[Intel-gfx] [PATCH] drm/i915/userptr: Avoid struct_mutex recursion for mmu_invalidate_range_start

Daniel Vetter daniel at ffwll.ch
Fri Oct 26 13:48:07 UTC 2018


On Fri, Oct 26, 2018 at 11:02 AM Daniel Vetter <daniel at ffwll.ch> wrote:
>
> On Thu, Oct 25, 2018 at 9:39 PM Chris Wilson <chris at chris-wilson.co.uk> wrote:
> >
> > Quoting Daniel Vetter (2018-10-25 20:16:50)
> > > On Thu, Oct 25, 2018 at 01:45:42PM +0100, Chris Wilson wrote:
> > > > Since commit 93065ac753e4 ("mm, oom: distinguish blockable mode for mmu
> > > > notifiers") we have been able to report failure from
> > > > mmu_invalidate_range_start which allows us to use a trylock on the
> > > > struct_mutex to avoid potential recursion and report -EBUSY instead.
> > > > Furthermore, this allows us to pull the work into the main callback and
> > > > avoid the sleight-of-hand in using a workqueue to avoid lockdep.
> > > >
> > > > However, not all paths to mmu_invalidate_range_start are prepared to
> > > > handle failure, so instead of reporting the recursion, deal with it.
> > > >
> > > > Bugzilla: https://bugs.freedesktop.org/show_bug.cgi?id=108375
> > > > References: 93065ac753e4 ("mm, oom: distinguish blockable mode for mmu notifiers")
> > > > Signed-off-by: Chris Wilson <chris at chris-wilson.co.uk>
> > > > ---
> > > >  drivers/gpu/drm/i915/i915_drv.h         |   4 +-
> > > >  drivers/gpu/drm/i915/i915_gem.c         |  12 +-
> > > >  drivers/gpu/drm/i915/i915_gem_userptr.c | 219 ++++++++++++------------
> > > >  3 files changed, 115 insertions(+), 120 deletions(-)

■ ■ ■ ■ ■

* _Set task 1_:
Summarize the patch email on userptr and struct_mutex recursion in two sentences.
* _Set task 2_:
From the records below, report every line that contains the string "white", treating uppercase and lowercase as different.

* _Material_:
■ ■ ■ ■ ■

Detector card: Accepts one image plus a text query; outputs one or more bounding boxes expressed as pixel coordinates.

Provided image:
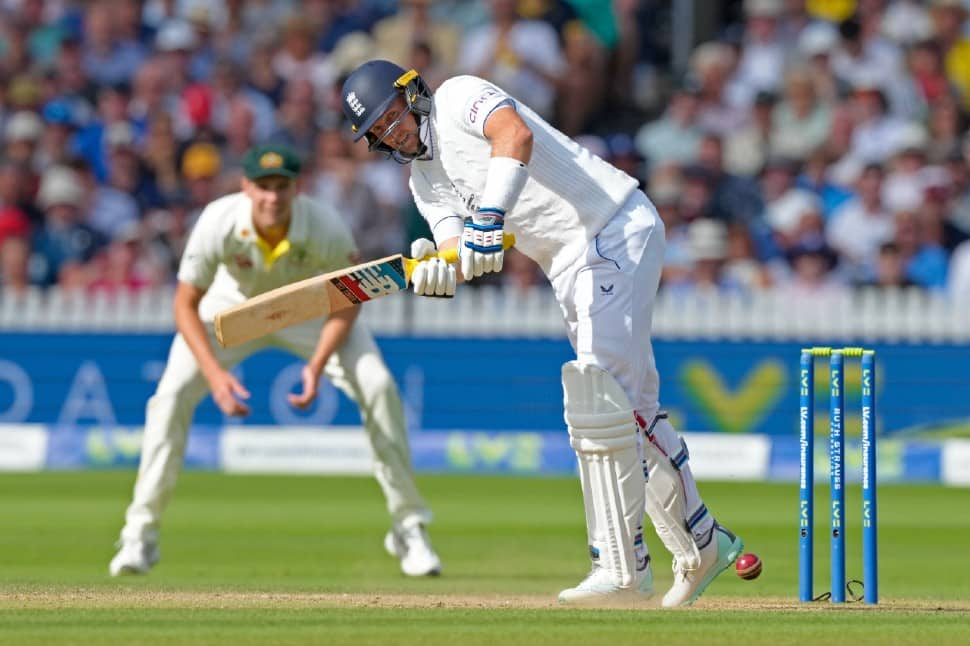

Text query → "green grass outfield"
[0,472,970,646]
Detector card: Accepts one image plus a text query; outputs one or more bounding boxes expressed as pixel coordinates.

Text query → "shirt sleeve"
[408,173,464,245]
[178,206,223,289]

■ ■ ■ ■ ■

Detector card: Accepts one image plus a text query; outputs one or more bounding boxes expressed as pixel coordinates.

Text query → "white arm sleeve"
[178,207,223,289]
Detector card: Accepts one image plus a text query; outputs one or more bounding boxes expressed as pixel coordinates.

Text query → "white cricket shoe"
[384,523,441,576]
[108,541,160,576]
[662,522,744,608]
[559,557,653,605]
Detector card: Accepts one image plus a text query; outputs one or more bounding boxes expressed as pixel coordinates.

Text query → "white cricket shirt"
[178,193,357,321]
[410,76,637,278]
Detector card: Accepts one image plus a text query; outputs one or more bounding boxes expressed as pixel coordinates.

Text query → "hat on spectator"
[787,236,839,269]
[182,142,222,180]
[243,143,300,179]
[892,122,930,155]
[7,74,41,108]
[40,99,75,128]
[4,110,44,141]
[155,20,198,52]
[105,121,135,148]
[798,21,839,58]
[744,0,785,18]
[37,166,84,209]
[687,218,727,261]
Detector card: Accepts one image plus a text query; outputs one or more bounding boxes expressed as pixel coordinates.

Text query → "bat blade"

■ ■ ■ ■ ■

* _Exercise result 1_:
Since commit 93065ac753e4, mmu_invalidate_range_start can report failure, which allows a trylock on struct_mutex to avoid potential recursion and report -EBUSY, and lets the work move into the main callback instead of using a workqueue to avoid lockdep. Because not all paths to mmu_invalidate_range_start can handle failure, the patch deals with the recursion rather than reporting it.

* _Exercise result 2_:
Text query → "white arm sleeve"
Text query → "white cricket shoe"
Text query → "white cricket shirt"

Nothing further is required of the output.